-- START OF Excerpt to read --
Valery Anatolyevich Rubakov (Russian: ? ?, born 16 February 1955 in Moscow, USSR) is a Russian theoretical physicist. His scientific interests include quantum field theory, elementary particle physics, and cosmology. He is affiliated with the Institute for Nuclear Research (INR) of the Russian Academy of Sciences in Moscow.

Education

Rubakov studied physics at Moscow State University, graduating in 1978. He subsequently began doctoral work at the INR, completing his thesis in 1981.[1]

Scientific achievements

Rubakov is among the best known of contemporary Russian physical theorists,[2][3] notable for his studies of the cosmological effects of gauge interactions and for the development of novel ideas of space-time and gravity.[4]

Rubakov first came to prominence for monopole catalysis of proton decay, a remarkable insight on contemporary field theory.[5]'t Hooft and Polyakov had shown that some Grand Unified Theories predict the existence of massive magnetic monopoles. Rubakov pointed out such a monopole would induce proton decay, leaving an observable footprint in the form of electron neutrinos. The phenomenon was independently suggested by Curtis Callan and has become known as the Callan-Rubakov effect.[6]

Together with Mikhael Shaposhnikov [de; ru], Rubakov was one of the first to model spacetime and gravity using ideas from brane cosmology.[7] Rubakov and Shaposhnikov conjectured that we live on a four-dimensional brane embedded in a higher-dimensional universe. Ordinary particles are confined in a potential well which is narrow along the additional dimensions, thereby localizing matter to the brane.[4]

His paper with Shaposhnikov and Vadim Kuzmin on the effect of electroweak non-conservation of baryon and lepton numbers at high temperatures is considered fundamental to modern theory about the early universe.[8]

He is the author of a well-regarded textbook on field theory[9] and has mentored successful scientists such as Dmitry Gorbunov [ru].
-- END OF Excerpt to read --
Requests:
1: According to the Valery Rubakov biography, in what year did he complete his doctoral thesis at the INR?
2: Render this sentence from the Valery Rubakov biography in Spanish: "Rubakov and Shaposhnikov conjectured that we live on a four-dimensional brane embedded in a higher-dimensional universe."
3: Carry the Valery Rubakov biography forward from its last sentence.
-- START OF Dataset content --
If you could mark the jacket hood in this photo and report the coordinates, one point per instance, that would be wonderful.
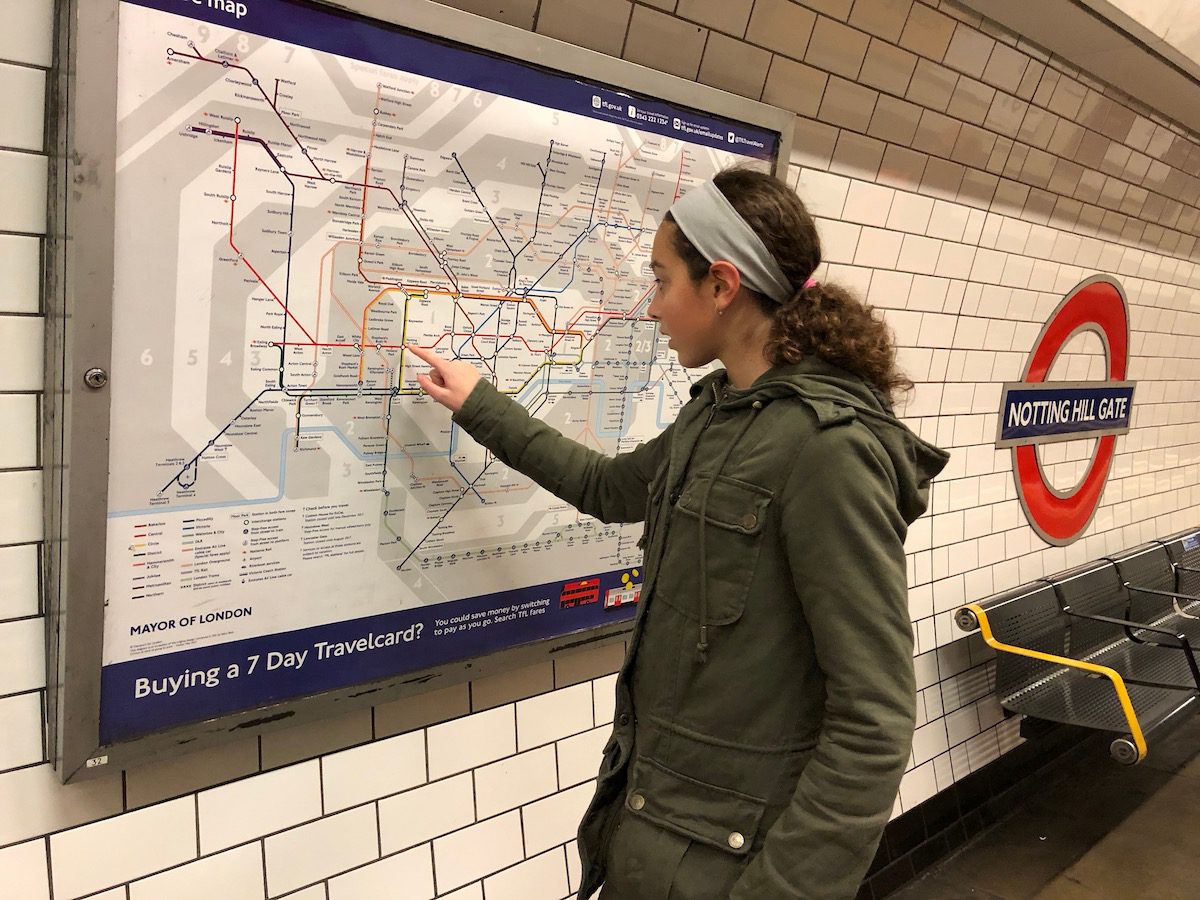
(835, 397)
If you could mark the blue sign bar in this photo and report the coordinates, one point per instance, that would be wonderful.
(1031, 414)
(144, 695)
(346, 35)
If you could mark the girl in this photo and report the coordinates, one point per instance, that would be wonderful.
(765, 709)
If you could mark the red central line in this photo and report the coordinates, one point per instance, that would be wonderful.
(233, 203)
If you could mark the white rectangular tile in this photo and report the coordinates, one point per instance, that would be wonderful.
(21, 273)
(426, 813)
(472, 892)
(919, 255)
(556, 820)
(21, 351)
(405, 876)
(511, 783)
(604, 699)
(911, 213)
(97, 856)
(233, 875)
(472, 741)
(823, 193)
(867, 203)
(21, 507)
(839, 240)
(18, 431)
(545, 719)
(258, 805)
(24, 177)
(929, 742)
(25, 874)
(21, 730)
(22, 107)
(879, 249)
(18, 581)
(22, 655)
(478, 851)
(48, 805)
(544, 877)
(318, 850)
(377, 769)
(917, 786)
(579, 757)
(28, 33)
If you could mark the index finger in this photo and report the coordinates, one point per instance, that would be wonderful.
(426, 354)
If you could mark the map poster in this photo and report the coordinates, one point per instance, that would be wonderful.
(299, 195)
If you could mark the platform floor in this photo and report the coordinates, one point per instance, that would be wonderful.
(1096, 831)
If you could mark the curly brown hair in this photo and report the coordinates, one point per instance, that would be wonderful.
(822, 321)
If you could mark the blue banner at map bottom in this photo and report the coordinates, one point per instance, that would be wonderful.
(145, 695)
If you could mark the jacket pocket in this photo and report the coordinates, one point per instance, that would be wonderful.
(715, 816)
(654, 492)
(733, 533)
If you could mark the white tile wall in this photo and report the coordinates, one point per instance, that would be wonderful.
(22, 658)
(555, 715)
(18, 431)
(472, 741)
(233, 875)
(22, 107)
(544, 877)
(258, 807)
(96, 856)
(24, 177)
(378, 769)
(25, 874)
(19, 273)
(963, 186)
(555, 820)
(511, 783)
(426, 813)
(477, 851)
(21, 732)
(579, 757)
(405, 876)
(316, 851)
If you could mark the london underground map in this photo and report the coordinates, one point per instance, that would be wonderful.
(300, 195)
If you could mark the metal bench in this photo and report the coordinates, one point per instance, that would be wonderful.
(1155, 594)
(1069, 652)
(1183, 549)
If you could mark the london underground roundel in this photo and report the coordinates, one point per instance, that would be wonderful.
(1035, 411)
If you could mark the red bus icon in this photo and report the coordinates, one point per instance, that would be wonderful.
(577, 593)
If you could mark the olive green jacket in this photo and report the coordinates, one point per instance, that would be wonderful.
(766, 703)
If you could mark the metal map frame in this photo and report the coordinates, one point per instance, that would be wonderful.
(79, 265)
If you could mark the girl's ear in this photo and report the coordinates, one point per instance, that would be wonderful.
(726, 281)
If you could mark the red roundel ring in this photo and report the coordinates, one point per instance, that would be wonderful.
(1095, 305)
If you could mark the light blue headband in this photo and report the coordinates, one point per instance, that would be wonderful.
(709, 221)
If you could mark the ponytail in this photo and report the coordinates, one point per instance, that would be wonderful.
(821, 319)
(828, 322)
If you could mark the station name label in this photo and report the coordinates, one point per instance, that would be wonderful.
(1039, 414)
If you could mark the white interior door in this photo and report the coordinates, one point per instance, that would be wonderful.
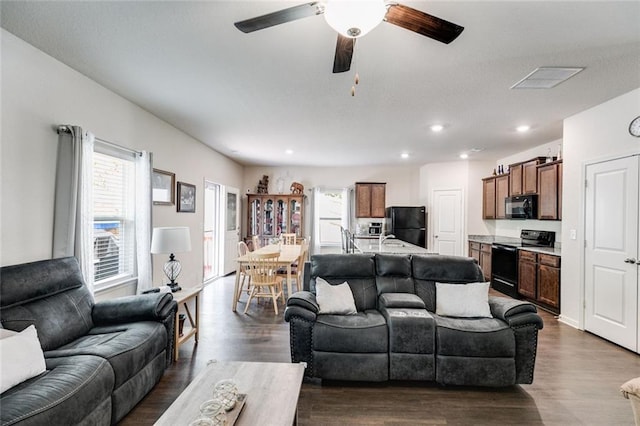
(611, 251)
(232, 228)
(447, 221)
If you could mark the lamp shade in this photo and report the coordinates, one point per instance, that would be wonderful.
(354, 18)
(170, 240)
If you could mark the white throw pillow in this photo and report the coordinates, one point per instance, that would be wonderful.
(21, 357)
(463, 300)
(335, 299)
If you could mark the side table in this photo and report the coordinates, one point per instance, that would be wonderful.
(183, 297)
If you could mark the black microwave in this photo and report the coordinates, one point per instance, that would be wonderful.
(521, 207)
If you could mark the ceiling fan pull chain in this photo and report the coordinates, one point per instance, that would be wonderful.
(356, 78)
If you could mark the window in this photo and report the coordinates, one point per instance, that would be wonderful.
(114, 215)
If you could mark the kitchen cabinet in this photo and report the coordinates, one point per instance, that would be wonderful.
(539, 279)
(502, 191)
(549, 184)
(494, 191)
(481, 252)
(489, 198)
(515, 179)
(370, 199)
(270, 215)
(527, 273)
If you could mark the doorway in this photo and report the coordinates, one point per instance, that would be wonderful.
(212, 256)
(611, 251)
(447, 221)
(231, 229)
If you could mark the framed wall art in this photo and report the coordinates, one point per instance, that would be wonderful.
(186, 197)
(162, 184)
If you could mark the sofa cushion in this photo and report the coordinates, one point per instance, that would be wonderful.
(128, 347)
(393, 274)
(358, 270)
(334, 299)
(21, 357)
(463, 300)
(474, 337)
(70, 389)
(365, 332)
(429, 269)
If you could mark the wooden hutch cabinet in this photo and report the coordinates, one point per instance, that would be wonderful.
(270, 215)
(370, 199)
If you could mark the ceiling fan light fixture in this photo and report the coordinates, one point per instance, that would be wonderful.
(354, 18)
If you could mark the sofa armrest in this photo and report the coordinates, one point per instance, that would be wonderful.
(144, 307)
(515, 312)
(401, 300)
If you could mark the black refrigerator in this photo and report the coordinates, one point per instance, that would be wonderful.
(407, 224)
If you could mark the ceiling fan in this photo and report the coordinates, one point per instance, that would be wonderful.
(353, 19)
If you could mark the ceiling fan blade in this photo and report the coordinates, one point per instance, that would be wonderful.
(422, 23)
(280, 17)
(344, 53)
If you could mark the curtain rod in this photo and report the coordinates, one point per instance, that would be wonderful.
(63, 128)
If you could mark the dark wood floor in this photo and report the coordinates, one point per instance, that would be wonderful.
(577, 378)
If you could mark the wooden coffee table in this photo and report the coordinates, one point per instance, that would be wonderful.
(272, 391)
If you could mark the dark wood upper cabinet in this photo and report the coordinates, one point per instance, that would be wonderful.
(502, 191)
(515, 179)
(549, 184)
(370, 199)
(489, 198)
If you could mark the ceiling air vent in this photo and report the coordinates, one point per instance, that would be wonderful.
(546, 77)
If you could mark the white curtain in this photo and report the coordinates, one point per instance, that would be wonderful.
(143, 220)
(73, 206)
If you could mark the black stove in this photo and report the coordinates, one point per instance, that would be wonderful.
(504, 259)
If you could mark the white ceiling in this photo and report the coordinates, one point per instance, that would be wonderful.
(252, 96)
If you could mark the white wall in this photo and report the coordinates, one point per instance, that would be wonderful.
(39, 93)
(597, 133)
(402, 181)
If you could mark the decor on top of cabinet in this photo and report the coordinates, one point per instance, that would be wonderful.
(297, 188)
(263, 185)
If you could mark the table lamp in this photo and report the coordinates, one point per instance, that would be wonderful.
(171, 240)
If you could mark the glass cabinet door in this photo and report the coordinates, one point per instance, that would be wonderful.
(268, 225)
(296, 217)
(281, 216)
(255, 215)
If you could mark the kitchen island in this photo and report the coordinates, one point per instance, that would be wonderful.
(391, 246)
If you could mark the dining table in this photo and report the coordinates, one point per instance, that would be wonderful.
(289, 254)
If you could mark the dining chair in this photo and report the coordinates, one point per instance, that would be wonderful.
(288, 239)
(255, 242)
(244, 276)
(265, 282)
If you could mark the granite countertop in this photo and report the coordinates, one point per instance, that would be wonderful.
(391, 246)
(490, 239)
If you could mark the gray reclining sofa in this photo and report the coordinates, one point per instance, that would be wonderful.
(101, 358)
(396, 334)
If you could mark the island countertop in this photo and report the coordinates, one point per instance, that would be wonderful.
(391, 246)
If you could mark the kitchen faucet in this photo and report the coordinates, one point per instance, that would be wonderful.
(382, 239)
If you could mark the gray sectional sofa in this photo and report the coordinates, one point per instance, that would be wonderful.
(101, 358)
(396, 333)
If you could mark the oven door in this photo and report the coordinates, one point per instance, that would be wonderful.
(504, 269)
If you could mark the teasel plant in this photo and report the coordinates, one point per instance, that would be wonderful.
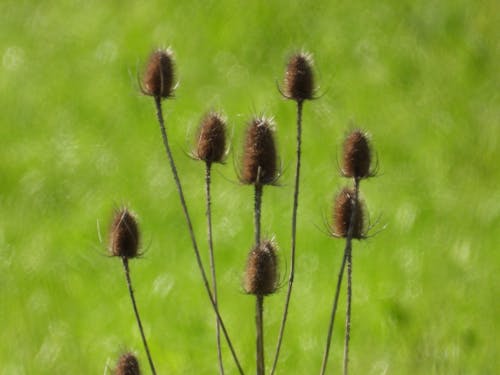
(260, 168)
(349, 222)
(159, 83)
(211, 148)
(298, 86)
(124, 243)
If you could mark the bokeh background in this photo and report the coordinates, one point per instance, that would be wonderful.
(77, 140)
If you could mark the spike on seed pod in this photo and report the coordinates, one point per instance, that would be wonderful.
(261, 275)
(127, 365)
(158, 80)
(259, 158)
(342, 211)
(357, 155)
(124, 237)
(299, 78)
(211, 138)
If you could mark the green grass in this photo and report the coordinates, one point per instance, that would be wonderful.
(77, 139)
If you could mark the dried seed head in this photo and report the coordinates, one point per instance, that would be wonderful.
(357, 155)
(261, 275)
(158, 80)
(342, 215)
(127, 365)
(259, 157)
(124, 237)
(299, 78)
(211, 145)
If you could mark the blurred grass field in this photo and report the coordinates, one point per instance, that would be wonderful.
(77, 139)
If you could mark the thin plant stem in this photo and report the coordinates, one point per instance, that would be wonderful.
(136, 312)
(294, 232)
(212, 261)
(161, 123)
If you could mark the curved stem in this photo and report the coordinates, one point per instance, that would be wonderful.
(294, 231)
(136, 312)
(161, 122)
(212, 261)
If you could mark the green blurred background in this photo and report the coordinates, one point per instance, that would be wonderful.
(77, 139)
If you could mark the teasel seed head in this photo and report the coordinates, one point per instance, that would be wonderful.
(299, 78)
(127, 365)
(261, 275)
(158, 79)
(259, 156)
(342, 211)
(211, 139)
(357, 155)
(124, 236)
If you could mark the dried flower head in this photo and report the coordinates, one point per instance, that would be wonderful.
(357, 155)
(124, 236)
(299, 78)
(261, 275)
(158, 80)
(259, 157)
(211, 146)
(127, 365)
(342, 211)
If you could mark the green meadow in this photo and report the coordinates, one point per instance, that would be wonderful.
(77, 140)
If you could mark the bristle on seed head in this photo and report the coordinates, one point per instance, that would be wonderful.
(261, 275)
(211, 140)
(342, 212)
(158, 80)
(124, 236)
(259, 157)
(127, 365)
(299, 78)
(357, 155)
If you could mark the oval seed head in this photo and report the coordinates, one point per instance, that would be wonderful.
(127, 365)
(124, 238)
(261, 275)
(299, 78)
(342, 211)
(158, 80)
(357, 155)
(259, 156)
(211, 146)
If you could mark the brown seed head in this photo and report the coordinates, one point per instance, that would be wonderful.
(357, 155)
(158, 80)
(299, 78)
(124, 237)
(259, 157)
(211, 145)
(342, 215)
(127, 365)
(261, 275)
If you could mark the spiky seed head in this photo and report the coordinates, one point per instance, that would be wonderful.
(342, 211)
(211, 146)
(259, 156)
(299, 78)
(127, 365)
(261, 275)
(357, 155)
(158, 80)
(124, 236)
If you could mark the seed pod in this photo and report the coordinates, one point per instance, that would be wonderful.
(211, 145)
(259, 158)
(342, 211)
(299, 78)
(261, 275)
(127, 365)
(158, 80)
(357, 155)
(124, 237)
-- END OF Dataset content --
Expected outputs:
1: 1981

2: Rubakov y Shaposhnikov conjeturaron que vivimos en una brana de cuatro dimensiones inmersa en un universo de dimensión superior.

3:
Awards

Rubakov has been a member of the Russian Academy of Sciences since 1998. He was elected to the American Academy of Arts and Sciences in 2015.[10].

In 1999 the Russian Academy of Sciences awarded Rubakov and Kuzmin the Friedmann Prize "for a series of works on the formation of the baryon asymmetry of the universe".[11] He received the 2003 ITEP Pomeranchuk Prize "for pioneering contribution [sic] to developing and novel application of nonperturbative methods in field theory".[2][3] In 2005 he was awarded the INR Markov Prize for fundamental physics with Mikhael Shaposhnikov [de; ru].[12][4] In 2008 he won the J. Hans D. Jensen Prize of the University of Heidelberg,[13] and the Bruno Pontecorvo Prize "for his essential contributions to the study of close interrelation among particle physics, astrophysics and cosmology, and to the elaboration of a fundamentally new theory of physical space".[14] In 2010 he received the Karlsruhe Institute of Technology Julius Wess Prize.[15] The award was presented as part of a celebration of 50 years of teaching and research in particle physics at Karlsruhe, at which Rubakov gave a lecture entitled "Towards understanding the origin of inhomogeneities in the Universe" [16]. In 2016 Rubakov was awarded the Demidov Prize "for fundamental theoretical contributions to the foundations of physics: quantum field theory, elementary particle physics, gravity, the theory of the early universe".[17]

Bibliography

  • Rubakov, V. A. (2002). Classical theory of gauge fields. Princeton, N.J.: Princeton University Press. ISBN 978-0-691-05927-3. OCLC 52243621.
  • Rubakov, V. A. (14 December 2010). "Towards understanding the origin of inhomogeneities in the universe" (PDF). Retrieved 2018.
  • Rubakov, V. A.; Gorbunov, D. S. (2011). Introduction to the Theory of the Early Universe: Hot Big Bang Theory. World Scientific Publishing Company. ISBN 978-9814343978.
  • Rubakov, V. A.; Gorbunov, D. S. (2011). Introduction to the Theory of the Early Universe: Cosmological Perturbations and Inflationary Theory. World Scientific Publishing Company. ISBN 978-9814343787.

References

  1. ^ "Rubakov, Valerii A. - Profile". INSPIRE-HEP. Retrieved 2018.
  2. ^ a b "Pomeranchuk prize winners 2003". ITEP. Retrieved 2018.
  3. ^ a b "Dyson and Rubakov share the Pomeranchuk Prize for 2003". CERN Courier. 44 (1): 44. 2004. Retrieved 2018.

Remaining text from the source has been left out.